- **STATED GOAL**: Please lay out every line of the entries below as a JSON list of strings, one string per line, leaving out blank lines.

--------

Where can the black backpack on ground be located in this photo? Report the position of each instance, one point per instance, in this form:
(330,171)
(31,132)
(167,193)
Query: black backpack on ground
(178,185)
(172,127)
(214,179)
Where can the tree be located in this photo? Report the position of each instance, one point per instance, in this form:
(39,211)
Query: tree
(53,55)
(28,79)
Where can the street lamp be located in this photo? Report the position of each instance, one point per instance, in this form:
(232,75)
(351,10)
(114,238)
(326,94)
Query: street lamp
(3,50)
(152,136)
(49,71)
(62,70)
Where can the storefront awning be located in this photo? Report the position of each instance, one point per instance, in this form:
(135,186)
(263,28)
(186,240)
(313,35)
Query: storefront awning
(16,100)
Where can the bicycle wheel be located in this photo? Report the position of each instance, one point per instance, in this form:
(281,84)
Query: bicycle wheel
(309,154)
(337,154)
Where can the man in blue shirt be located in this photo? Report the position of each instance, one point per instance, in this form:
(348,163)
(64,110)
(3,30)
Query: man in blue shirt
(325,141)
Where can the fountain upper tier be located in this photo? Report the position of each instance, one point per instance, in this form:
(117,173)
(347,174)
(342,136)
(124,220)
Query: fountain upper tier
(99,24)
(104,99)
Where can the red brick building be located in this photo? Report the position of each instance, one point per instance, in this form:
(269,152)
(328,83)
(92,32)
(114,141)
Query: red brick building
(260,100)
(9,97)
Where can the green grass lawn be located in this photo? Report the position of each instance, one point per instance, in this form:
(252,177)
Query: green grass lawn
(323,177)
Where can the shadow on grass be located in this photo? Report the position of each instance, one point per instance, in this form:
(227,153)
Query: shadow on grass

--------

- **ANSWER TO THIS TASK**:
[
  "Where can the black backpack on ground be located in this photo? Report the position of each instance, one point per instance, in this form:",
  "(330,171)",
  "(31,132)",
  "(167,193)",
  "Query: black backpack on ground",
  "(178,185)",
  "(172,127)",
  "(214,179)",
  "Where can the tree be located in this photo? Report the position of each instance, one point per instance, in this form:",
  "(39,211)",
  "Query: tree",
  "(53,55)",
  "(28,79)",
  "Where can the street lamp be located in this photo? Report the position of each instance, one point per instance, in this form:",
  "(232,75)",
  "(351,10)",
  "(114,238)",
  "(326,94)",
  "Query: street lamp",
  "(3,50)",
  "(152,136)",
  "(49,71)",
  "(62,70)",
  "Where can the storefront awning be located in this photo? Report the position of each instance, one point per instance, in this form:",
  "(135,186)",
  "(263,28)",
  "(186,240)",
  "(313,35)",
  "Query: storefront awning",
  "(16,100)",
  "Where can the bicycle wheel be located in this photo? Report the position of each instance, one point per instance, in this form:",
  "(281,84)",
  "Query: bicycle wheel",
  "(309,154)",
  "(337,154)",
  "Where can the man in blue shirt be located in this photo? Report the position of each instance, one point per instance, in this form:",
  "(348,163)",
  "(64,110)",
  "(3,30)",
  "Query: man in blue shirt",
  "(325,141)",
  "Where can the fountain upper tier be located in this photo? Report the position of each instance, one point per instance, in this form:",
  "(117,173)",
  "(347,174)",
  "(342,136)",
  "(124,220)",
  "Query: fountain upper tier",
  "(99,24)",
  "(104,99)",
  "Where can the red brick building be located in this photo? Report the position of each instance, one point per instance, in this form:",
  "(269,152)",
  "(328,83)",
  "(92,32)",
  "(114,141)",
  "Query: red brick building",
  "(260,100)",
  "(9,97)",
  "Where can the green grass lawn be located in this photo? Report the position of each instance, one point per instance, in this form:",
  "(252,177)",
  "Query: green grass lawn",
  "(323,177)",
  "Where can the shadow on grass be located in this photo? Report the position of each instance, one point per instance, in this form:",
  "(227,153)",
  "Query: shadow on grass"
]